• Your tasks
A - Which targets must the Makefile include, according to the assignment?
B - How many points is the assignment worth in total?
C - From the assignment, return the passage that begins at the words "The submission should" and ends after "and resources consulted.".

• Text
········

Objectives

  • Explore CFLs from the perspective of context-free grammars

Homework Problems

Total: 10 points

Submitting

Submit this assignment on Gradescope.

The submission should contain only a zip archive of your code and the associated README. Don’t forget to submit a README file containing the required information, including time spent and resources consulted.

The submission must include the following files (NOTE: everything is case-sensitive):

  • a Makefile with the following targets:

    • setup (optional)

    • run-hw6-dyck

    • run-hw6-generate-n

    • run-hw6-verify

    • run-hw6-derive

  • a README containing the required information,

  • the source code files needed by your Makefile,

1. Represent and Produce a CFG

This problems asks you to demonstrate you can design CFGs.

········

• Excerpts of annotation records

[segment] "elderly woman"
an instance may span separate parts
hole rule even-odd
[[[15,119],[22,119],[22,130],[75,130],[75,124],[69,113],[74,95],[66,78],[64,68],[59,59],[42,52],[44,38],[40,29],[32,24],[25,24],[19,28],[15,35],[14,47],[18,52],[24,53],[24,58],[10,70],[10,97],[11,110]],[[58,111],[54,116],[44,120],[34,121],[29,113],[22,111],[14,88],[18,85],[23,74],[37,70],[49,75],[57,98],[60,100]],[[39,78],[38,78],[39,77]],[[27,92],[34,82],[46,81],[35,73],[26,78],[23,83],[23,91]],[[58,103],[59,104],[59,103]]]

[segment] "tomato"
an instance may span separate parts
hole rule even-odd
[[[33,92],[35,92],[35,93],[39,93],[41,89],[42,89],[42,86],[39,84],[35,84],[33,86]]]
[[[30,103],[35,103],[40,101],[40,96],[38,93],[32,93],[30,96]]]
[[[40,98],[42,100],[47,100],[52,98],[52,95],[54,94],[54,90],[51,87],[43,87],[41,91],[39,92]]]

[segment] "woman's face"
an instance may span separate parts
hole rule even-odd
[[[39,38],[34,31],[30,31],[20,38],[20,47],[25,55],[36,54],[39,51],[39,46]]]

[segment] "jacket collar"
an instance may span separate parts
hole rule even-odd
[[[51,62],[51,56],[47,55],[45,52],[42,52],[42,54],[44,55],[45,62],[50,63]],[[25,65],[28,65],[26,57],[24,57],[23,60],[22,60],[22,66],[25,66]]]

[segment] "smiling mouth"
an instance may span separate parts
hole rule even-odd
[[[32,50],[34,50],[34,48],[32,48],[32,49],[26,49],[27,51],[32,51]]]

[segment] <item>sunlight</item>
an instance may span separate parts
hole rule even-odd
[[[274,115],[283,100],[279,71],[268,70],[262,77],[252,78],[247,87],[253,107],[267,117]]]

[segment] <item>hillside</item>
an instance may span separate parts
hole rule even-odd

········

• Answers given
A - setup (optional), run-hw6-dyck, run-hw6-generate-n, run-hw6-verify, run-hw6-derive

B - 10 points

C -
The submission should contain only a zip archive of your code and the associated README. Don’t forget to submit a README file containing the required information, including time spent and resources consulted.